# [Aim]
Return everything from the line containing "Locate the man's" down to the end of the listing, copied verbatim with both ends included.

# [Data provided]
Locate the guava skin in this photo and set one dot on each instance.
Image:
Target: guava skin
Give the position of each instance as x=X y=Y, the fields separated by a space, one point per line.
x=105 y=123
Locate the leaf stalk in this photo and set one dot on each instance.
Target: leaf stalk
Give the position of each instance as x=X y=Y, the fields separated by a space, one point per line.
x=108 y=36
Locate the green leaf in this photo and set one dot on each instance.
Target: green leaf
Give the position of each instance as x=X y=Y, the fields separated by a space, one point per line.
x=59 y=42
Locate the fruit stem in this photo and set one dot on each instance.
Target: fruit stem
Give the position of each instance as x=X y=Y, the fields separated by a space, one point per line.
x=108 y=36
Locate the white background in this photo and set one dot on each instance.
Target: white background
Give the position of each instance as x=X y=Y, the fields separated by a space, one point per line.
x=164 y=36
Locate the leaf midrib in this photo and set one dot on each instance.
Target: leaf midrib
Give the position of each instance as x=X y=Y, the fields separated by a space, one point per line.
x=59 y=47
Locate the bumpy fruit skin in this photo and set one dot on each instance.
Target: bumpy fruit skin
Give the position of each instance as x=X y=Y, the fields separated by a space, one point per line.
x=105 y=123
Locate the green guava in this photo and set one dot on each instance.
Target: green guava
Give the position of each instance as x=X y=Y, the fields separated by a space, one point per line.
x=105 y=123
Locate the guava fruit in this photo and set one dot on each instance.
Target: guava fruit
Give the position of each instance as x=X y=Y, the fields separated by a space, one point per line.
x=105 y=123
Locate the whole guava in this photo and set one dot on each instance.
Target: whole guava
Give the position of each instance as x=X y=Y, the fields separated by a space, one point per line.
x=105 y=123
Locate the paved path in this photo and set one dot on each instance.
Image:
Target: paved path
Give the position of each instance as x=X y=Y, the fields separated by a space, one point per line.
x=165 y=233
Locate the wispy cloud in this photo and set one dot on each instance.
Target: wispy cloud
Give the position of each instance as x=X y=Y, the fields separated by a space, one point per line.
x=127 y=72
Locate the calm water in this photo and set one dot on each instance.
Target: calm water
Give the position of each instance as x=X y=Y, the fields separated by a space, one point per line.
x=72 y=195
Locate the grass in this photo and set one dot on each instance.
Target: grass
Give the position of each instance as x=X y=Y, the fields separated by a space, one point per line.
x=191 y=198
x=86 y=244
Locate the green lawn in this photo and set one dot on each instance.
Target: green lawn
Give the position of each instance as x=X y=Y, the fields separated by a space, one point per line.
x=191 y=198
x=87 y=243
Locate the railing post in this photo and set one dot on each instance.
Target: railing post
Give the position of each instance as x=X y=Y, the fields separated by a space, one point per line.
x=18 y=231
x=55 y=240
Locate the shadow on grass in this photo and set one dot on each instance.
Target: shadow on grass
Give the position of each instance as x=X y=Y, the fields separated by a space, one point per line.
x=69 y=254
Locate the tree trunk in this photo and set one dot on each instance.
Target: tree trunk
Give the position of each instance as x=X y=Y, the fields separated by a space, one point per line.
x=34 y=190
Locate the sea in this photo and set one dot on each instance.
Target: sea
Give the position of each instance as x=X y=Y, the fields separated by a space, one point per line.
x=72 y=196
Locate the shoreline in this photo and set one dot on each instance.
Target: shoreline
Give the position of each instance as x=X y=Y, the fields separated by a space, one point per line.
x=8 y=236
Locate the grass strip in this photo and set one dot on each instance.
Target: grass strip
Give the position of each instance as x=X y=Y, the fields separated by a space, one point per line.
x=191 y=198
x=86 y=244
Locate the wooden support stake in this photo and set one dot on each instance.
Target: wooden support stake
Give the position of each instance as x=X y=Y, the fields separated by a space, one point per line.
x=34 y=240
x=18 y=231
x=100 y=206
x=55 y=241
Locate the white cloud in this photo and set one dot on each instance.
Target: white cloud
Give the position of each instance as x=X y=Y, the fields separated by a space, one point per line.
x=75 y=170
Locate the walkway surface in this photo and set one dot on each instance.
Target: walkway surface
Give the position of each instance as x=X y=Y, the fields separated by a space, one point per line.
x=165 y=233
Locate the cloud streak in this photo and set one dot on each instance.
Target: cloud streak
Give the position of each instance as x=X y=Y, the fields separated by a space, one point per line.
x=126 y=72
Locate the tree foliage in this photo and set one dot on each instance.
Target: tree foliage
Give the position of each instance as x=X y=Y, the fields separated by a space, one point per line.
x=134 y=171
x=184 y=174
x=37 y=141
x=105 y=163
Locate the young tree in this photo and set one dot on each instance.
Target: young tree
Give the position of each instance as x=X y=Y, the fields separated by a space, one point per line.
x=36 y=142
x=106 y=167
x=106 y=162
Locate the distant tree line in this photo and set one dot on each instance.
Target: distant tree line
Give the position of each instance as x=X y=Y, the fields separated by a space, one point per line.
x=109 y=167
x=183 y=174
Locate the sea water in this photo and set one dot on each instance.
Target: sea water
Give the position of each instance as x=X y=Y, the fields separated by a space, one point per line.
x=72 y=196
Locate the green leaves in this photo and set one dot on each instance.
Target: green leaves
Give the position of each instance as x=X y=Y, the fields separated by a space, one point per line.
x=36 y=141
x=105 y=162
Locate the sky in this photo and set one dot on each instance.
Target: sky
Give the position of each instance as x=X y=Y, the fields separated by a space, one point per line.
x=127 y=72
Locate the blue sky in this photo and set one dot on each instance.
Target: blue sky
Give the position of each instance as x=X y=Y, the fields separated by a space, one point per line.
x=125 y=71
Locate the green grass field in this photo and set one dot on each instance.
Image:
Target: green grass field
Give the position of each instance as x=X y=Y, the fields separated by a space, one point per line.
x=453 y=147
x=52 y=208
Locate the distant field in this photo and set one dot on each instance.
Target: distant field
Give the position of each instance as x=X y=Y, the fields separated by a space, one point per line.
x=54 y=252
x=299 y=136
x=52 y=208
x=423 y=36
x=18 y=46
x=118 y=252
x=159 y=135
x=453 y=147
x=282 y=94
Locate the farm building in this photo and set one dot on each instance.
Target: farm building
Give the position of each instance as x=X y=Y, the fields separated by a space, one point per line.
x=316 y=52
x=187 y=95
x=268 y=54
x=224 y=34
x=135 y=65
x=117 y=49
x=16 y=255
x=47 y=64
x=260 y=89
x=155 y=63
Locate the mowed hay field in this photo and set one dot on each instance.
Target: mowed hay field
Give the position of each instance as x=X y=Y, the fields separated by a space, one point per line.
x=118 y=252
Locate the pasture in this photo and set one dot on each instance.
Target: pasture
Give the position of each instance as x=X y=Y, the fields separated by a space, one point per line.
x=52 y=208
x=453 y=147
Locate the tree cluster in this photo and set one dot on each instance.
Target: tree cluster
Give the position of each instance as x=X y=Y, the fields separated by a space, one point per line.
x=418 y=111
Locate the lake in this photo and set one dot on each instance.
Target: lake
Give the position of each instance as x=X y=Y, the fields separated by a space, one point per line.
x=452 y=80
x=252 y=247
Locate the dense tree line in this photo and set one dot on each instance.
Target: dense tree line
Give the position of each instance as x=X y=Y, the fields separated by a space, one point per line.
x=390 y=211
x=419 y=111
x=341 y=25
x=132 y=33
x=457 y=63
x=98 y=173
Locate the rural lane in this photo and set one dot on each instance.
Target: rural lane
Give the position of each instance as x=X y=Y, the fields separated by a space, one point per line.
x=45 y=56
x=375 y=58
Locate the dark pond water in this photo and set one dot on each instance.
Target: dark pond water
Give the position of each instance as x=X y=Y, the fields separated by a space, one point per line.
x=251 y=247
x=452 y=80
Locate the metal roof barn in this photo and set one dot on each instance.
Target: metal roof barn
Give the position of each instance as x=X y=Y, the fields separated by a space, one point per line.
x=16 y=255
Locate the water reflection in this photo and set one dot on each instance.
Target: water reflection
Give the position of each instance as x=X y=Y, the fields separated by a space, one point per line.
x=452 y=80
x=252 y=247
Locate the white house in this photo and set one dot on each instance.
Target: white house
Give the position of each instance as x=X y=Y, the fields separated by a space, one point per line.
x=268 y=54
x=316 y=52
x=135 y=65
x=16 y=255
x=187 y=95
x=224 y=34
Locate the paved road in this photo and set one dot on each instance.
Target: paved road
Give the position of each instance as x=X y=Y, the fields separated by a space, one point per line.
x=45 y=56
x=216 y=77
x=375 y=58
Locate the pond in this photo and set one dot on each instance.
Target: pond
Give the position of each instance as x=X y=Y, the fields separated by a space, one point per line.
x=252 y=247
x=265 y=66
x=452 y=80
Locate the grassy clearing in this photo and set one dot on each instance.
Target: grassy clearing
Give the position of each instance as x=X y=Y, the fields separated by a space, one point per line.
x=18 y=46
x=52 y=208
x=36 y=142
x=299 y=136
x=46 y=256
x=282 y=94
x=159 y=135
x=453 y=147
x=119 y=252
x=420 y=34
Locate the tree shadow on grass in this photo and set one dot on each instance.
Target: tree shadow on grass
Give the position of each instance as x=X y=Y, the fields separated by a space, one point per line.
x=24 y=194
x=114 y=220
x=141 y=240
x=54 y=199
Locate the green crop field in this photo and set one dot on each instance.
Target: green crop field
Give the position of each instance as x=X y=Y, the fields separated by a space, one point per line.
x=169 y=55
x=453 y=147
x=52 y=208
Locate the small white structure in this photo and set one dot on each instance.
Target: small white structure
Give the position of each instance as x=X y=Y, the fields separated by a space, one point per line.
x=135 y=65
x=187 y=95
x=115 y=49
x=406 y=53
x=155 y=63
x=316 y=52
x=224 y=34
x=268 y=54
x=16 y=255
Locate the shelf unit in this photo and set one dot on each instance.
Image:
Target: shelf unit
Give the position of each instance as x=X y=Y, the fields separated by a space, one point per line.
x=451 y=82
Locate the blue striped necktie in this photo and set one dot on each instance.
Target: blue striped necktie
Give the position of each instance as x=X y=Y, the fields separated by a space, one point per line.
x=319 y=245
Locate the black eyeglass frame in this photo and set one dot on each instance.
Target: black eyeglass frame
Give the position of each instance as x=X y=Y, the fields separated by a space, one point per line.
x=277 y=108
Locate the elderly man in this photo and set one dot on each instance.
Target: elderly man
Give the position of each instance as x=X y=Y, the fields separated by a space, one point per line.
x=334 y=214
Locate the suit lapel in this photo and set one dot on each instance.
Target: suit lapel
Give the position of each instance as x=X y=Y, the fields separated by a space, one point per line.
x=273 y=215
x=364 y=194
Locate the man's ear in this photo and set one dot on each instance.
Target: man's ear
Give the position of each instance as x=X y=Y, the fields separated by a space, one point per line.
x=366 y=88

# [The solution]
Locate the man's ear in this photo and set one dot on each instance.
Target: man's ear
Give the position of each instance as x=X y=Y, the fields separated by a space, one point per line.
x=366 y=88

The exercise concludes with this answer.